▸ **Extract**:
- Opening Delimiter -

I Didn’t Like That Couch Anyway

Last Friday I said you can’t stop Penny, you can only hope to contain her. Well, we lost containment. Penny went supernova when I stepped out for dinner with my sister. When Emily came home, about fifteen minutes after I left, she found this:
21.1

Less than ideal redecorating

At dinner I showed the text to my sister who burst out laughing. One, because it wasn’t her couch. Two, because this was the sign behind me at dinner.

21.2

Luck? Karma? Coincidence? If it’s fate, it sure has a twisted sense of humor

Once back home I interrogated the suspect. So Penny, what do you have to say for yourself?

21.3

“Will, I just want to come clean and tell you the truth….”

21.4

“Eko did it.”

21.5

“What!? Tell him the truth you punk!”

21.6

“OKAYokayokay, I’ll tell him!”

21.7

“Jeez, I was just kidding, Eko.”

21.8

“Ok, Will. The truth is that a ghost did it.”

The real truth is Penny’s staples are out, her incision looks good and she is recovered from surgery. The vet’s given us permission to bring Penny up to speed so we’re heading out for a short run to stretch her legs in order to keep her from stretching my wallet.

The dog parks are going to be extra crowded this weekend, so I’m saving Penny’s big return until the beginning of next week. She’s going to need all the room she can get!

44 thoughts on “I Didn’t Like That Couch Anyway”

  1. whoops, that is too much I can’t believe that chalkboard said that where you ate and Penny was eating your couch, if you didn’t have the picture to prove it I wouldn’t have believe you. Back to getting energy out.

    Reply
  2. OH no Penny! I believe she was trying to tell you she was all better without visiting the vet! But loved the pictures! Especially the one from the restaurant! Good luck with her wearing her out this weekend! Also Happy Couch hunting!

- Closing Delimiter -

▸ **What is required**: Copy the blog post word for word from "44 thoughts on" to "Happy Couch hunting!". Work only from the blog post about Penny and the couch.

(Natural-language descriptions of regions)

- Opening Delimiter -

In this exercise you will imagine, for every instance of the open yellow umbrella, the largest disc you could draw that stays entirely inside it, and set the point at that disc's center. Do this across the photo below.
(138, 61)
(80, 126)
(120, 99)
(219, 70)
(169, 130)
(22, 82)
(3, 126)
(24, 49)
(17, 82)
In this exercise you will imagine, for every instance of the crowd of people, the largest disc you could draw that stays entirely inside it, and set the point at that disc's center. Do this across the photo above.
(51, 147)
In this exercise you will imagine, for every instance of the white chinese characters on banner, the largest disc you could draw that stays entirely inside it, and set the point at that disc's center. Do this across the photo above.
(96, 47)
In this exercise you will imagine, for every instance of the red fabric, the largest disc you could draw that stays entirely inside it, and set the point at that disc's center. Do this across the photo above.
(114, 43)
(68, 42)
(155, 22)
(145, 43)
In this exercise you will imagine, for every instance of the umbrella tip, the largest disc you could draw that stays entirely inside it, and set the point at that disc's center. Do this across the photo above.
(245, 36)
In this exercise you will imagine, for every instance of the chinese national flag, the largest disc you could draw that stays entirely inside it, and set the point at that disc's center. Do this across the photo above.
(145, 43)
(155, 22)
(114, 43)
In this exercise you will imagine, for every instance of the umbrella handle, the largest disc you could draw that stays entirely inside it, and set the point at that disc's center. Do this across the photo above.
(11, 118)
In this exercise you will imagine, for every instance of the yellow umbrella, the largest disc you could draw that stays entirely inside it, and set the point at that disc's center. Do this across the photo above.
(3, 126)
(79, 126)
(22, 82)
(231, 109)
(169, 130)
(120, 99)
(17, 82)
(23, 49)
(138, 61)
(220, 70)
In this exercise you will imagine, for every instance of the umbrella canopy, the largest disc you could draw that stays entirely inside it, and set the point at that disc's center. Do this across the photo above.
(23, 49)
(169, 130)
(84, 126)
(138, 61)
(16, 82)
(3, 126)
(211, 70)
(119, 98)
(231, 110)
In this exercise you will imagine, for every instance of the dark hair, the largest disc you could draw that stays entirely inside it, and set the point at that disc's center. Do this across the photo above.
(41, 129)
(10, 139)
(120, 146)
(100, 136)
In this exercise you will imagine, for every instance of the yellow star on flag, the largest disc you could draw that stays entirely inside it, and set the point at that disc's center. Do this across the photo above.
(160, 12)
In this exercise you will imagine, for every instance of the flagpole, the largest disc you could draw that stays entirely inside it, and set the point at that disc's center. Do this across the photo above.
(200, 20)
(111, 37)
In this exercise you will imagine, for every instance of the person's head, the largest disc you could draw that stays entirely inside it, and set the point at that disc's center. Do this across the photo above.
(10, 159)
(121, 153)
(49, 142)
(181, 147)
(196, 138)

- Closing Delimiter -

▸ **Answer for the task**:
44 thoughts on “I Didn’t Like That Couch Anyway”

  1. whoops, that is too much I can’t believe that chalkboard said that where you ate and Penny was eating your couch, if you didn’t have the picture to prove it I wouldn’t have believe you. Back to getting energy out.

    Reply
  2. OH no Penny! I believe she was trying to tell you she was all better without visiting the vet! But loved the pictures! Especially the one from the restaurant! Good luck with her wearing her out this weekend! Also Happy Couch hunting!